▸ **ACTIVITY**:
Everything in the data below should be restated word for word.

====== PROVIDED RECORDS

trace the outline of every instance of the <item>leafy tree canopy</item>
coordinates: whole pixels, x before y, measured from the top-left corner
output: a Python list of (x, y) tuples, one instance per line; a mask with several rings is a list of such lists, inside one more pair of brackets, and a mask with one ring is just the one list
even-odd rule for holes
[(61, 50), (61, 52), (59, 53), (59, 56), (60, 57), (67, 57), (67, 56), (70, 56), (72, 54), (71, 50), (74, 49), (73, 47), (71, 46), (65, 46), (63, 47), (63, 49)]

============

▸ **RESPONSE**:
trace the outline of every instance of the <item>leafy tree canopy</item>
coordinates: whole pixels, x before y, measured from the top-left corner
output: a Python list of (x, y) tuples, one instance per line; a mask with several rings is a list of such lists, inside one more pair of brackets, and a mask with one ring is just the one list
even-odd rule for holes
[(61, 50), (61, 52), (59, 53), (59, 56), (60, 57), (67, 57), (67, 56), (70, 56), (72, 54), (71, 50), (74, 49), (73, 47), (71, 46), (65, 46), (63, 47), (63, 49)]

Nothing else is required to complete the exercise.